• _EXERCISE REQUIREMENTS_
Please copy out the items below, substituting "Annotator note" for every "Reviewer note" and changing nothing else.

• _EXCERPTED DATA_

start

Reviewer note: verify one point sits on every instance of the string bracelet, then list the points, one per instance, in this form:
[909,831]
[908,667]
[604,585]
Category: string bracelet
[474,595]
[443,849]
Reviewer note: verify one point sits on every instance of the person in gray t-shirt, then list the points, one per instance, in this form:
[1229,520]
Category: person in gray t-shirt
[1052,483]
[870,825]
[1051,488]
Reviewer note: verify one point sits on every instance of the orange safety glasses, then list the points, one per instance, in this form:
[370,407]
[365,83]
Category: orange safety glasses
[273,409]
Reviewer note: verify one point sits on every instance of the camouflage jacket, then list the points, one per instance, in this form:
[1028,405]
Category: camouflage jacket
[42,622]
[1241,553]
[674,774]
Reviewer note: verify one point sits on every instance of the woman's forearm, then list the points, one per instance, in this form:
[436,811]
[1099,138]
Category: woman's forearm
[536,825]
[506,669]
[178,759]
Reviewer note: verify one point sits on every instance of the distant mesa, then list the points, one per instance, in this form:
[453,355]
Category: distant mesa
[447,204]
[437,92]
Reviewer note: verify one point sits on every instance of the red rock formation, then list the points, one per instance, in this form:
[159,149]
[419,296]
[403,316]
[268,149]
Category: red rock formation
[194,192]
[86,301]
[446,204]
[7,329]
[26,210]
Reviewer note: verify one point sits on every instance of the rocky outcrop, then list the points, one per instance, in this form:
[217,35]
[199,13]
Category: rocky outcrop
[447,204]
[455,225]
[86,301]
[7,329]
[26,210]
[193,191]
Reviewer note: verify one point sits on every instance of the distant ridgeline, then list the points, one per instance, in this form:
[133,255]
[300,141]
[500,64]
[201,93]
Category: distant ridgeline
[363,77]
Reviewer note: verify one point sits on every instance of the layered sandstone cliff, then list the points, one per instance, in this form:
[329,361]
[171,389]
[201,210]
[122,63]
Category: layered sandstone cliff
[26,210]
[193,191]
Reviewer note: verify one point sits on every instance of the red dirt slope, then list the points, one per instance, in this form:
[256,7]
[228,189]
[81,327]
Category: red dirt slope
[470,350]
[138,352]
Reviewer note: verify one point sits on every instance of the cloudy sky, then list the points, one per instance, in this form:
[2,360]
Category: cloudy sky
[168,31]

end

• _TASK SOLUTION_
Annotator note: verify one point sits on every instance of the string bracelet, then list the points, one per instance, in this form:
[909,831]
[908,667]
[604,585]
Category: string bracelet
[474,595]
[443,849]
Annotator note: verify one point sits on every instance of the person in gray t-shirt, then list the points, one per instance, in this form:
[1229,520]
Category: person in gray t-shirt
[1052,483]
[870,825]
[1051,488]
Annotator note: verify one point sits on every instance of the orange safety glasses, then list the points, one per instance, in this form:
[370,407]
[365,83]
Category: orange safety glasses
[273,409]
Annotator note: verify one point sits on every instance of the camouflage jacket, then list the points, one per instance, in this form:
[1028,405]
Category: camouflage jacket
[42,622]
[1241,553]
[674,774]
Annotator note: verify one point sits on every instance of the woman's forearm, then list the points, one per instance, in this form:
[436,811]
[1099,138]
Category: woman's forearm
[536,825]
[506,669]
[178,759]
Annotator note: verify one point sits on every instance of the distant mesa, then list the points, one per instance, in this form:
[453,355]
Category: distant mesa
[447,204]
[437,92]
Annotator note: verify one point sits on every instance of the red rock formation, then list the points, one per instance, in this form:
[159,149]
[419,296]
[403,316]
[268,149]
Category: red rock formation
[194,192]
[86,301]
[446,204]
[7,329]
[26,210]
Annotator note: verify one point sits on every instance of the rocky outcrop, then list the points, one per instance, in this form:
[217,35]
[199,13]
Category: rocky outcrop
[447,204]
[455,225]
[86,301]
[7,329]
[26,210]
[193,191]
Annotator note: verify one point sits on every instance of the distant ridgeline, then list the points, one per instance, in this form:
[133,255]
[300,141]
[500,64]
[201,93]
Category: distant ridgeline
[363,77]
Annotator note: verify one point sits on every instance of the layered sandstone cliff, then list the points, one per instance, in this form:
[329,361]
[171,389]
[201,210]
[122,63]
Category: layered sandstone cliff
[26,210]
[193,191]
Annotator note: verify one point sits on every instance of the red dirt slope, then list the points, one per instance, in this form:
[256,7]
[228,189]
[81,327]
Category: red dirt slope
[470,350]
[138,352]
Annotator note: verify one point sits on every instance of the cloudy sky, then list the points, one per instance, in this form:
[2,360]
Category: cloudy sky
[168,31]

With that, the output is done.